AIM OF THE TASK
Can you restate the bone drilling passage, starting at the words "Bone drilling is" and stopping after "and cancellous tissues.", and update every "cortical" to "compact"?

SOURCE TEXT
• • • • •

4 pagesPublished: June 27, 2017


Bone drilling is conducted in many surgical disciplines such as orthopedics, maxillofacial, and spine surgery. Most of these procedures involve drilling of different bone materials including hard (cortical) and soft (cancellous) tissues. Identifying these tissues is essential for surgeons to minimize damage to underlying nerves and vessels.
The sound signal generated during drilling is a valuable source of information that could potentially be employed. Such sounds can be captured readily and easily through non-contact sensors. Therefore, our goal in this preliminary study is to investigate whether drilling sounds can enable us to distinguish between cortical and cancellous tissues.

• • • • •

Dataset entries
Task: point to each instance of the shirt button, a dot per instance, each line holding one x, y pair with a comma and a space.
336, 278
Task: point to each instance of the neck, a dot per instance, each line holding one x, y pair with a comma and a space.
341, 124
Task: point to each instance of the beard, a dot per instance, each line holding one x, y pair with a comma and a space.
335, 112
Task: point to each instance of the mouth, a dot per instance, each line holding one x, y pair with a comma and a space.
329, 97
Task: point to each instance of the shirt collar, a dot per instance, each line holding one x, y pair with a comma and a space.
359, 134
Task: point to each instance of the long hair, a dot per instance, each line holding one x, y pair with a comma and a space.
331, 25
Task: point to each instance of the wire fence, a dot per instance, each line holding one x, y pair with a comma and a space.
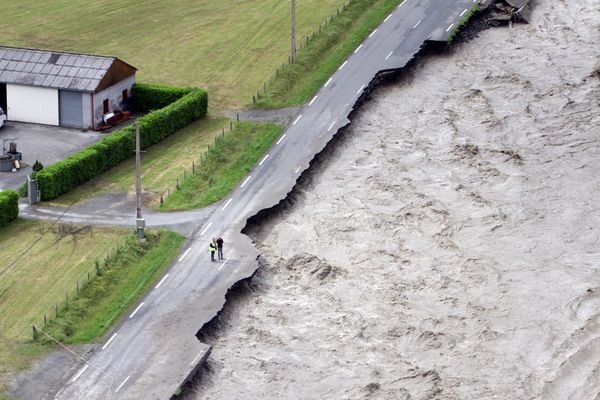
196, 165
70, 295
304, 42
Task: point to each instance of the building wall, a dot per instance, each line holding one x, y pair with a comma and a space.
32, 104
114, 94
88, 114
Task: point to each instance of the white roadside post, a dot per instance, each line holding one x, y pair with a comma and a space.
140, 223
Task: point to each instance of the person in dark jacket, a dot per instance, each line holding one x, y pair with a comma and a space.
212, 247
220, 247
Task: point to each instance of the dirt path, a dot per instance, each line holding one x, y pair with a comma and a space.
448, 247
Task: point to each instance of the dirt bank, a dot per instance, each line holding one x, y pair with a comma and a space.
448, 247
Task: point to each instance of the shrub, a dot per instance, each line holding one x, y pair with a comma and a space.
9, 207
78, 168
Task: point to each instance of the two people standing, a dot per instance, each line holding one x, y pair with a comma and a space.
216, 246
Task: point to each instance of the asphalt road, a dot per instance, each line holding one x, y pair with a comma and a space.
154, 348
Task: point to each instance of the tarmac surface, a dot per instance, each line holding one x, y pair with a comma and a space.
45, 143
445, 246
153, 350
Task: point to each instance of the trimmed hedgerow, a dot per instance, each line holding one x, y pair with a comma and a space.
9, 207
78, 168
148, 96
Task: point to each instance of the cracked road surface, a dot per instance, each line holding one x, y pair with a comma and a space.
154, 349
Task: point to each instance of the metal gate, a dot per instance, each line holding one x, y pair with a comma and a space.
70, 107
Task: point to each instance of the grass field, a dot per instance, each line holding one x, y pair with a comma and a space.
59, 257
225, 166
39, 280
162, 164
328, 49
230, 46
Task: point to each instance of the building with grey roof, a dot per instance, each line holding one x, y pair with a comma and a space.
58, 88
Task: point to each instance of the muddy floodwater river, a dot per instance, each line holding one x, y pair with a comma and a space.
447, 246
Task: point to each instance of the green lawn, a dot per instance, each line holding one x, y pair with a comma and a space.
37, 281
326, 51
55, 258
162, 165
226, 164
231, 46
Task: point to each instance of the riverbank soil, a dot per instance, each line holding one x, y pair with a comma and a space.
446, 247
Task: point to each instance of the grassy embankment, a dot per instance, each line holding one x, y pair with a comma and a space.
231, 46
462, 22
297, 83
225, 165
55, 258
162, 165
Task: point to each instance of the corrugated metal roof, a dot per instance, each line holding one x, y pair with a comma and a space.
52, 69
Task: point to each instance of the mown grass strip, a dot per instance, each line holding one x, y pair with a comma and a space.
298, 82
463, 21
123, 279
223, 167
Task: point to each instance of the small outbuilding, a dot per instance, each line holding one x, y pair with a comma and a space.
58, 88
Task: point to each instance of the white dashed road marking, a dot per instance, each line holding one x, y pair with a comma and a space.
184, 254
121, 385
226, 204
109, 341
205, 229
161, 281
246, 181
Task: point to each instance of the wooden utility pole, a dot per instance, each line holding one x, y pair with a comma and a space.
293, 54
139, 222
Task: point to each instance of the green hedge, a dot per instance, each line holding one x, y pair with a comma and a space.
78, 168
148, 97
9, 206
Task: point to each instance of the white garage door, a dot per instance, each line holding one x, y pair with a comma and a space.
32, 104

• • • • •

TASK SOLUTION
Bone drilling is conducted in many surgical disciplines such as orthopedics, maxillofacial, and spine surgery. Most of these procedures involve drilling of different bone materials including hard (compact) and soft (cancellous) tissues. Identifying these tissues is essential for surgeons to minimize damage to underlying nerves and vessels.
The sound signal generated during drilling is a valuable source of information that could potentially be employed. Such sounds can be captured readily and easily through non-contact sensors. Therefore, our goal in this preliminary study is to investigate whether drilling sounds can enable us to distinguish between compact and cancellous tissues.